= Beginning of Section =

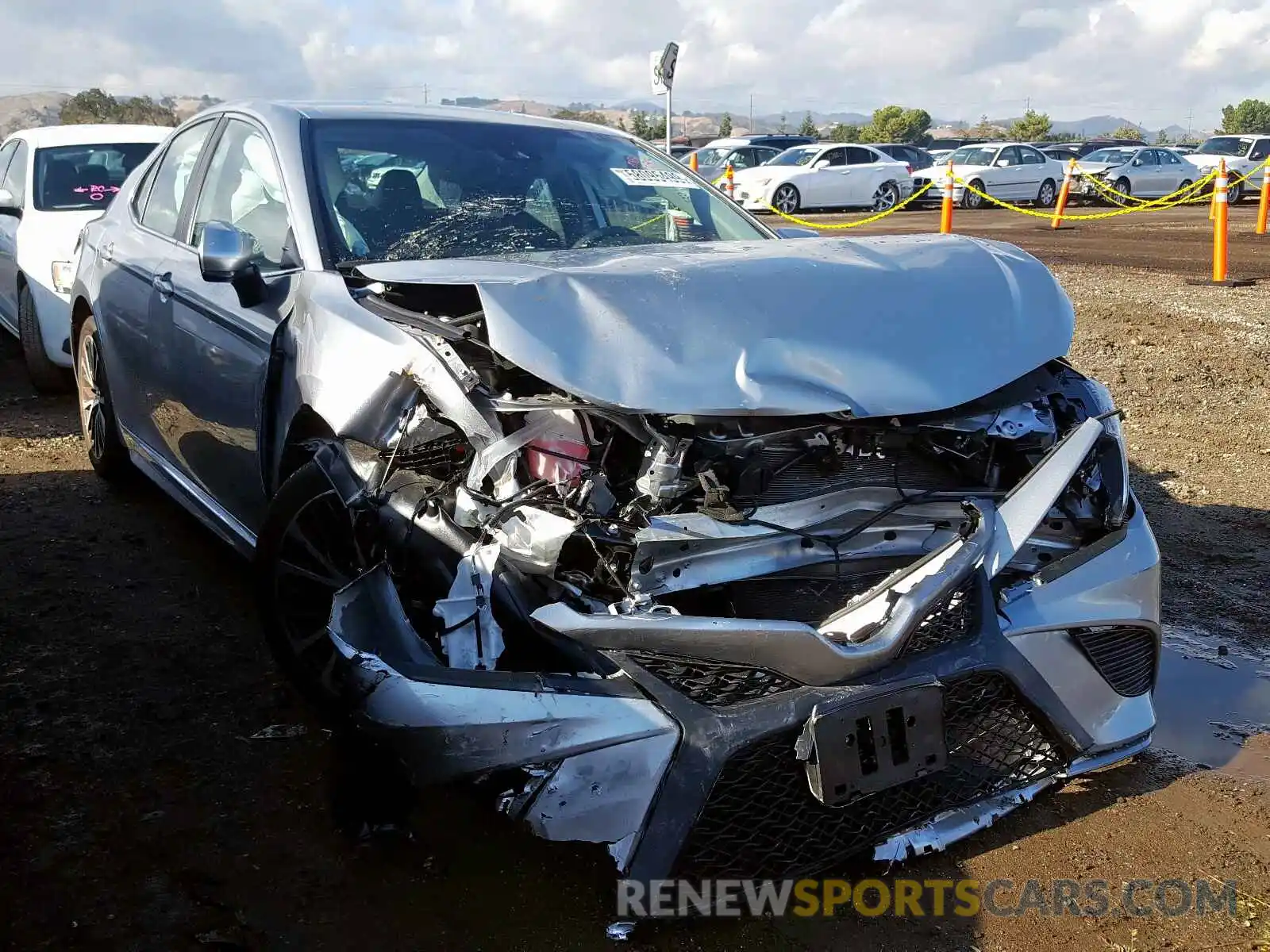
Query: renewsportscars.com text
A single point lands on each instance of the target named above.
(925, 898)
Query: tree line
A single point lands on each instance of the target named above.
(897, 124)
(94, 106)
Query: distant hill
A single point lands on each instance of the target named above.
(36, 109)
(29, 111)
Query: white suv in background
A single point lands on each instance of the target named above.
(54, 181)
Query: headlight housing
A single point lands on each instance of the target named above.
(64, 277)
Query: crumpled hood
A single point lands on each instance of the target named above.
(889, 325)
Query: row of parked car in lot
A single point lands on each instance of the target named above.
(797, 173)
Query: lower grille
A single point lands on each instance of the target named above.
(956, 619)
(714, 683)
(1126, 658)
(761, 820)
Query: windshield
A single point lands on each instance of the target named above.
(1226, 145)
(799, 155)
(975, 155)
(70, 178)
(1113, 156)
(397, 190)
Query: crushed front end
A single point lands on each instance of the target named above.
(746, 645)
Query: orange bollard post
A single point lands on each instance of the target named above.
(1060, 206)
(1221, 221)
(946, 209)
(1264, 205)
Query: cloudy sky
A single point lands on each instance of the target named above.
(1151, 61)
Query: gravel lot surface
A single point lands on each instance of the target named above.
(140, 812)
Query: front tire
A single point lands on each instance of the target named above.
(46, 376)
(106, 450)
(787, 200)
(973, 200)
(887, 197)
(306, 551)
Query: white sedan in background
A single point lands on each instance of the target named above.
(1245, 162)
(1145, 171)
(54, 181)
(1013, 171)
(826, 175)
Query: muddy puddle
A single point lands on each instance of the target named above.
(1213, 695)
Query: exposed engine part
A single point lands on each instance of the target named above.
(662, 478)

= End of Section =

WHAT IS EXPECTED:
Each line from the first line of the listing through the line with "Query: row of parked car in lot" must be printed exactly, both ends included, and no picture may appear.

SOLUTION BELOW:
Query: renewsportscars.com text
A single point lands on each instance of the target named above.
(925, 898)
Query: tree line
A single point lands on each instance of the target named above.
(897, 124)
(94, 106)
Query: distant hill
A single point lands on each instance of the target named above.
(36, 109)
(29, 111)
Query: white suv in background
A single point lands on each instance of the target named above.
(54, 181)
Query: headlight housing
A single point lands on each instance of the target named above.
(64, 277)
Query: crumpled hood
A single point lands on each instance of the target named above.
(889, 325)
Query: row of parked car in lot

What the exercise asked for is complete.